#### Description of the task:
The answer must consist of each line below that contains the string "tree".
◆ ◆ ◆ ◆ ◆ ◆ ◆
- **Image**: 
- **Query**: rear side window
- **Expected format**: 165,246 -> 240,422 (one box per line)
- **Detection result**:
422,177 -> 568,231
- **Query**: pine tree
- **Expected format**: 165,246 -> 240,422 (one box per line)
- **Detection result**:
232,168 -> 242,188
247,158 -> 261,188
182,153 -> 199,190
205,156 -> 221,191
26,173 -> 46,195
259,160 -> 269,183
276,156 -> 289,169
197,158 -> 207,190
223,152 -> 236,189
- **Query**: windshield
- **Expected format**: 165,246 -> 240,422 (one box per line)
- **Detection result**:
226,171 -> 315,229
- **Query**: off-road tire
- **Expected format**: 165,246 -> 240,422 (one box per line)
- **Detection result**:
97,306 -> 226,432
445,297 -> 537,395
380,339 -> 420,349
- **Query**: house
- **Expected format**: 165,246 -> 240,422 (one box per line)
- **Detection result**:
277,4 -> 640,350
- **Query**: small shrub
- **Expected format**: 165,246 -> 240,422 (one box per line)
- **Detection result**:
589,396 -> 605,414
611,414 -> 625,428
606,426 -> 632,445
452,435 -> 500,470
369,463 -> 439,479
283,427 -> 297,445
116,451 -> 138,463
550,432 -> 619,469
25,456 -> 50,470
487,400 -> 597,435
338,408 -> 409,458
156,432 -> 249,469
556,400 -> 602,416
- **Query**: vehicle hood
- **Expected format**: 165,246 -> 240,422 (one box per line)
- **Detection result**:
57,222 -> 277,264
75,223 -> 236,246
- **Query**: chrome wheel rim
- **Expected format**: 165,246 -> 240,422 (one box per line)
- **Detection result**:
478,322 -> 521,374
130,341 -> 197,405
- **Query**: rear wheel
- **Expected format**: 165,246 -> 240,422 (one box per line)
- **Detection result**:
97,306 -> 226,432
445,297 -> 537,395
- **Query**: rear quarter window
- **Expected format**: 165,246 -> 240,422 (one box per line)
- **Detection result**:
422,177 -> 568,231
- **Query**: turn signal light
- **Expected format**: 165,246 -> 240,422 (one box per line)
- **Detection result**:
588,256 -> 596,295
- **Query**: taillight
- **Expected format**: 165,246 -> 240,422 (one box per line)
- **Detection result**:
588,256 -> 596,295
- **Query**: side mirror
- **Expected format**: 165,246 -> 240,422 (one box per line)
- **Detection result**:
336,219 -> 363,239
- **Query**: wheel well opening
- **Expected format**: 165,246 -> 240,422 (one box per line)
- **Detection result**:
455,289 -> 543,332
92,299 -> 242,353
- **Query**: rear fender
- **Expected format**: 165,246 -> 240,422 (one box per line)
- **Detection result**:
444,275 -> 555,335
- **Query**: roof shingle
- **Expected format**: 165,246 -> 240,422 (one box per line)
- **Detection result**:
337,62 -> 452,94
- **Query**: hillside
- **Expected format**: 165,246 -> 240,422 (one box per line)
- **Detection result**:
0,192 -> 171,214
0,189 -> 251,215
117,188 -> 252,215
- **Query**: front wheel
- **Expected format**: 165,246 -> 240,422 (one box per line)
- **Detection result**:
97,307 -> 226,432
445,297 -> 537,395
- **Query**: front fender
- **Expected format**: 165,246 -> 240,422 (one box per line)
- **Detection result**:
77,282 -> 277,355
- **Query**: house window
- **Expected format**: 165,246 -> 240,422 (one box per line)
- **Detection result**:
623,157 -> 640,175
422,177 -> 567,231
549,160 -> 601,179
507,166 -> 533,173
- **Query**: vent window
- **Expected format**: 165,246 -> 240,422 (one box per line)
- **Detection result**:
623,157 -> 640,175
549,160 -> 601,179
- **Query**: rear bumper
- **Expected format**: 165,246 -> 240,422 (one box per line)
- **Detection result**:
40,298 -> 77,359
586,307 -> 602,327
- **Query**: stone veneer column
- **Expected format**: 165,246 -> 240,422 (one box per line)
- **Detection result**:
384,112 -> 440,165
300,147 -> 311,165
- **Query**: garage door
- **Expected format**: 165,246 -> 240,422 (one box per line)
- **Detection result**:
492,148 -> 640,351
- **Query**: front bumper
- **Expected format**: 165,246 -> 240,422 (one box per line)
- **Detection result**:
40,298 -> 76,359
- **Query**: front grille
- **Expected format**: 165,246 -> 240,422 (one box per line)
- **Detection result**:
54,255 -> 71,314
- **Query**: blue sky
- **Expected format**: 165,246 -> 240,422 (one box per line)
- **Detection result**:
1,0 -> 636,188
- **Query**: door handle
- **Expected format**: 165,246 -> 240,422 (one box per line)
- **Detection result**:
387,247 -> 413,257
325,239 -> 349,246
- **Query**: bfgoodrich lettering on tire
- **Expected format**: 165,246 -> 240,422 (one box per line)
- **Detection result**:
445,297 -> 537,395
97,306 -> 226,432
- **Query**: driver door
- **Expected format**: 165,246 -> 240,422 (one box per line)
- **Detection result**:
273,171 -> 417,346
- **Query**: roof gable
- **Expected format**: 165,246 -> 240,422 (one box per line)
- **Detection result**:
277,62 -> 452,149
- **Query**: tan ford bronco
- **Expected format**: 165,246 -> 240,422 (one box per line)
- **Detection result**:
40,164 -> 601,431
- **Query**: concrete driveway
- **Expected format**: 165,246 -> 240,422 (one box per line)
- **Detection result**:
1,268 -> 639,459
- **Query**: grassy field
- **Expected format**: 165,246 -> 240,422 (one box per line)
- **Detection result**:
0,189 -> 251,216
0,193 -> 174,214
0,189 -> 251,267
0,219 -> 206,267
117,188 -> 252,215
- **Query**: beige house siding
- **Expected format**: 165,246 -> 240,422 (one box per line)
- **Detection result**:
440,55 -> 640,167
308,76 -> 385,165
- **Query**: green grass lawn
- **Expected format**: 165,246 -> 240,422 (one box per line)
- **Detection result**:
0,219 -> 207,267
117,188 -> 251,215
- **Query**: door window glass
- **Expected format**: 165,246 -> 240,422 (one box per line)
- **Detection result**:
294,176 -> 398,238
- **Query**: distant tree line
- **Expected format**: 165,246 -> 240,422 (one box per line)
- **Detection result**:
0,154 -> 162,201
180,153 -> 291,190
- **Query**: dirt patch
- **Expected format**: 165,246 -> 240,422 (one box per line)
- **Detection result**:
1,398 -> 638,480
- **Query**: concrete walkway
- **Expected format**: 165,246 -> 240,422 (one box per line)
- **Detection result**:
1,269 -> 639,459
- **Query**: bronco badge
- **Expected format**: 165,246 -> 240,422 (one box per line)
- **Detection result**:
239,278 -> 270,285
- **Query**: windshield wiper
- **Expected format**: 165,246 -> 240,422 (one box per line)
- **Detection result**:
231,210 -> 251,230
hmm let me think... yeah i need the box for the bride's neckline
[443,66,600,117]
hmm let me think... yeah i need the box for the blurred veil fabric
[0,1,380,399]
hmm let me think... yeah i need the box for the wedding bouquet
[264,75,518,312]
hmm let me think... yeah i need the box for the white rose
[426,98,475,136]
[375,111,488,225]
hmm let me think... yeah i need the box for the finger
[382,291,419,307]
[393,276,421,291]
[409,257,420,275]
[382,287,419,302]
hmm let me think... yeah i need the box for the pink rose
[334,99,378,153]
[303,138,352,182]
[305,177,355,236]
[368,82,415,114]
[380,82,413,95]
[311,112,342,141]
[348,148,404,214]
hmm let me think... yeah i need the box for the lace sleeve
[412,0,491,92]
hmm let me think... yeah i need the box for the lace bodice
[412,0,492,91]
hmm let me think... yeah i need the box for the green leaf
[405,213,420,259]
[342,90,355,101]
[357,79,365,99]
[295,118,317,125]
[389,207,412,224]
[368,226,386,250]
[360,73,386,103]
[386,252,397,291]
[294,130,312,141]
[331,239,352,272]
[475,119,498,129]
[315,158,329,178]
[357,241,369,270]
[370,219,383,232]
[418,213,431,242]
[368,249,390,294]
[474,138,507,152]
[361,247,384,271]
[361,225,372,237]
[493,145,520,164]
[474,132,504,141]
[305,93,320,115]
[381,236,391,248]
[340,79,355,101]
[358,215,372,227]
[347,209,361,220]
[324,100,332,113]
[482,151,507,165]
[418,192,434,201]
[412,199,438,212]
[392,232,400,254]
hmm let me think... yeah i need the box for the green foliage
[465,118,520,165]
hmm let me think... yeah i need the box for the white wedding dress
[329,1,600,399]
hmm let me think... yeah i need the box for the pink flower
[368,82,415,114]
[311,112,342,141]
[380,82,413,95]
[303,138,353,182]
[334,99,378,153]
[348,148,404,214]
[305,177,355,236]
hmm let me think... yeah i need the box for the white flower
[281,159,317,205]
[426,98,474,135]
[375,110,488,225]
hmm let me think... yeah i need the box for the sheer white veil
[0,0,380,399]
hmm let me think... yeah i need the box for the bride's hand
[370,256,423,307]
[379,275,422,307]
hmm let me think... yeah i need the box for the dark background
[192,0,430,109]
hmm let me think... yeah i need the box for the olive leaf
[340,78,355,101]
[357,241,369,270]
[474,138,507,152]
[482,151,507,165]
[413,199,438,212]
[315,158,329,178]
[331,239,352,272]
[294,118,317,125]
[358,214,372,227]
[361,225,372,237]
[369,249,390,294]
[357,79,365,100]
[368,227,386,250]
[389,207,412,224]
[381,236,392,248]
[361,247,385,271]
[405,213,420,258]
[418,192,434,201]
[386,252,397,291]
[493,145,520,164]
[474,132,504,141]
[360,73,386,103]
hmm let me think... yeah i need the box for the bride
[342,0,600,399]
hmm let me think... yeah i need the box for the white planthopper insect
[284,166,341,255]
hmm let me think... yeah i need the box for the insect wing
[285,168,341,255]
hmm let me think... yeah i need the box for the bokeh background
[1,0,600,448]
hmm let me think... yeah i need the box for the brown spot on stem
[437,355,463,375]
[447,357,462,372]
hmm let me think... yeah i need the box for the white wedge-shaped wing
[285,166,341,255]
◆ ◆ ◆ ◆ ◆ ◆ ◆
#### Your solution:
- **Query**: pine tree
- **Query**: distant tree line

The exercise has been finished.